What needs to be done — A bare number is the only acceptable answer: how many lines of these entries include "yellow"?

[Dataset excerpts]

++++++

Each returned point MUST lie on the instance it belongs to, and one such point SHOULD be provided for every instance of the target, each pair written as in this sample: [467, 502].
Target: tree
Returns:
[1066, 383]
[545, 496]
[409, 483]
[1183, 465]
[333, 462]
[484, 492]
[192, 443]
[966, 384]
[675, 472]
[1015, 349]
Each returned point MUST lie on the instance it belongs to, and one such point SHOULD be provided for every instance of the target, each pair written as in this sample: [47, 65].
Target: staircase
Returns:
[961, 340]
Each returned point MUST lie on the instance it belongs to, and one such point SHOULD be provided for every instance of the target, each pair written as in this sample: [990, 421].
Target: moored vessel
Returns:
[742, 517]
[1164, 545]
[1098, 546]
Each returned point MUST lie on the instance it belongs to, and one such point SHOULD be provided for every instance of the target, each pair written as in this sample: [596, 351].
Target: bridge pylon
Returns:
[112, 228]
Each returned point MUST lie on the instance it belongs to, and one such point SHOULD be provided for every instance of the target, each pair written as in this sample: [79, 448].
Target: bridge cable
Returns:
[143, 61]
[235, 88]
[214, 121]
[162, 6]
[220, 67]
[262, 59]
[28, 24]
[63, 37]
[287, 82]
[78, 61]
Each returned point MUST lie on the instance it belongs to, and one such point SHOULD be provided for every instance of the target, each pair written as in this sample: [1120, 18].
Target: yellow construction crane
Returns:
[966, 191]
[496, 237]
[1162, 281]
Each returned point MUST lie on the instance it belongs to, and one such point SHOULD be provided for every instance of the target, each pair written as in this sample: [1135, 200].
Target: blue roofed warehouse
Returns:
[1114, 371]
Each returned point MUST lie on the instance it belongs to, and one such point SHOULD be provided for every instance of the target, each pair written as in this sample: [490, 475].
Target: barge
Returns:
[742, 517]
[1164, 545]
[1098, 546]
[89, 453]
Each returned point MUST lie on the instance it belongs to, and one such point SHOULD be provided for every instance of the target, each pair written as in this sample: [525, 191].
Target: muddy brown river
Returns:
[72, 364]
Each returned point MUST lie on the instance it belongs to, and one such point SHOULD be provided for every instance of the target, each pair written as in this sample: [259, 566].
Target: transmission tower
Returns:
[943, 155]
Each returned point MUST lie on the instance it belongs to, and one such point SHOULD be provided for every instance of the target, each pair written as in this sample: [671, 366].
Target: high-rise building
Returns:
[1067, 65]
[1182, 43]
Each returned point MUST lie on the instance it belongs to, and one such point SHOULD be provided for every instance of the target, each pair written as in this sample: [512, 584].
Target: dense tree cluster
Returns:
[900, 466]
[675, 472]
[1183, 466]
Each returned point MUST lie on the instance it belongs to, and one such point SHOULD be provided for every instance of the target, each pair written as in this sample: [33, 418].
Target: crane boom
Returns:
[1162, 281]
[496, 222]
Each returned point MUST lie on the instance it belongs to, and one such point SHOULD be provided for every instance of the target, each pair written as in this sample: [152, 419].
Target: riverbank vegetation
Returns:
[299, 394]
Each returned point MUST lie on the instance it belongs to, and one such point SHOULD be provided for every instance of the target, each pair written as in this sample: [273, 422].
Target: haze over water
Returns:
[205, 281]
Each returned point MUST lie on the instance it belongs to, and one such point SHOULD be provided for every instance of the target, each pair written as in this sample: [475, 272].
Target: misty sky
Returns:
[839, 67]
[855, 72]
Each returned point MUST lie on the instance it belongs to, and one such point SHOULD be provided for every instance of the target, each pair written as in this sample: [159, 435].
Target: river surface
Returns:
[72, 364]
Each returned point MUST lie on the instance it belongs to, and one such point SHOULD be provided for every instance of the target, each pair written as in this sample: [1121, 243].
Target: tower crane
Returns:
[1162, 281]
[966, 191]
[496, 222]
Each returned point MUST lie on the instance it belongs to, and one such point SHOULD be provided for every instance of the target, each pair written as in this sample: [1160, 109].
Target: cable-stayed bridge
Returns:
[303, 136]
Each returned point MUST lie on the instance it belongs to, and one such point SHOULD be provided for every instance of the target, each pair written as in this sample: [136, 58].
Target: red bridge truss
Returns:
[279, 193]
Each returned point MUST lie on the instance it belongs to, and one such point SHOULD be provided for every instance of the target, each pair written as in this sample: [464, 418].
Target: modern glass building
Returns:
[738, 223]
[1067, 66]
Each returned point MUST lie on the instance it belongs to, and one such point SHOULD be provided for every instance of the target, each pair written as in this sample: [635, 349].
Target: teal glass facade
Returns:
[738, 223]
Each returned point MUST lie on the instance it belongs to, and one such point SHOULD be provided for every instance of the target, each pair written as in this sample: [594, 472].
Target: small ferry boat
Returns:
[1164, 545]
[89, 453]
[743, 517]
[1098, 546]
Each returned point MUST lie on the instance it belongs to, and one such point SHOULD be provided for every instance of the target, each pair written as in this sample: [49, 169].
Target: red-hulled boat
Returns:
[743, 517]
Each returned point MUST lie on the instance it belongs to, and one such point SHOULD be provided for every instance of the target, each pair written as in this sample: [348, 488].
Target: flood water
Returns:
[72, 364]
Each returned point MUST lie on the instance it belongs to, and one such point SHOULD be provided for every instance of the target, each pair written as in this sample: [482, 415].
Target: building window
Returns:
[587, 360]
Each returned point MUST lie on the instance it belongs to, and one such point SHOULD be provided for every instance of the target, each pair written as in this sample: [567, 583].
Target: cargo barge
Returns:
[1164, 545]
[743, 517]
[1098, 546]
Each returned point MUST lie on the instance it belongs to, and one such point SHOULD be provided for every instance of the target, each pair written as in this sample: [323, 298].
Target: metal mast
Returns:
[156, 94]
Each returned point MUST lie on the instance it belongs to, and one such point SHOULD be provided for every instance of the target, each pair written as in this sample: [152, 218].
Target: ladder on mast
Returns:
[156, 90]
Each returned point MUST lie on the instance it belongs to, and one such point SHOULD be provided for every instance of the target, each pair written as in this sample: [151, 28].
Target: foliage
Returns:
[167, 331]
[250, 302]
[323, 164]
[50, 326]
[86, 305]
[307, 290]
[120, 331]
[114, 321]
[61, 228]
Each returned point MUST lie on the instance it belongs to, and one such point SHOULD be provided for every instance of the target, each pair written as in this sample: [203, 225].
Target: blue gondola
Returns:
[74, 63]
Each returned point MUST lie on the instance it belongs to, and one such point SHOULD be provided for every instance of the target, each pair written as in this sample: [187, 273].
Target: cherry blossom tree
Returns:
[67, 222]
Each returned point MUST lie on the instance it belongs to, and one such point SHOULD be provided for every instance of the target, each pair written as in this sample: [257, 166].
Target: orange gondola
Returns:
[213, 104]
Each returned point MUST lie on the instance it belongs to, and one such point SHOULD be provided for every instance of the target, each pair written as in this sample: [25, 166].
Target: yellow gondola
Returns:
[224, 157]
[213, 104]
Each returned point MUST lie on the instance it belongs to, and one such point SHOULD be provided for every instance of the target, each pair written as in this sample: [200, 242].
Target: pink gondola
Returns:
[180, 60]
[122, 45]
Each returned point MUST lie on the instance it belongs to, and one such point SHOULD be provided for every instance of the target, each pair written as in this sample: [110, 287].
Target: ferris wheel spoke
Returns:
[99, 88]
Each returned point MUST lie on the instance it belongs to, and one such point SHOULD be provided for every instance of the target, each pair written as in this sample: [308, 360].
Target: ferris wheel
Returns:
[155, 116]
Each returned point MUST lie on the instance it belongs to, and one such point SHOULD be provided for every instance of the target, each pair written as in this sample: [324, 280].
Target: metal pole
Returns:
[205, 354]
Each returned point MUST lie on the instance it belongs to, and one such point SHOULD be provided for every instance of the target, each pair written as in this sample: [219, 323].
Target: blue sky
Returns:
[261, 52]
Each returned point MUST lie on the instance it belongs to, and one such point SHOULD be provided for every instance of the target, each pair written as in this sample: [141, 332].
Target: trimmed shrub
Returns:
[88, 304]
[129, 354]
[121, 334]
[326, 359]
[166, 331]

++++++

Task result — 2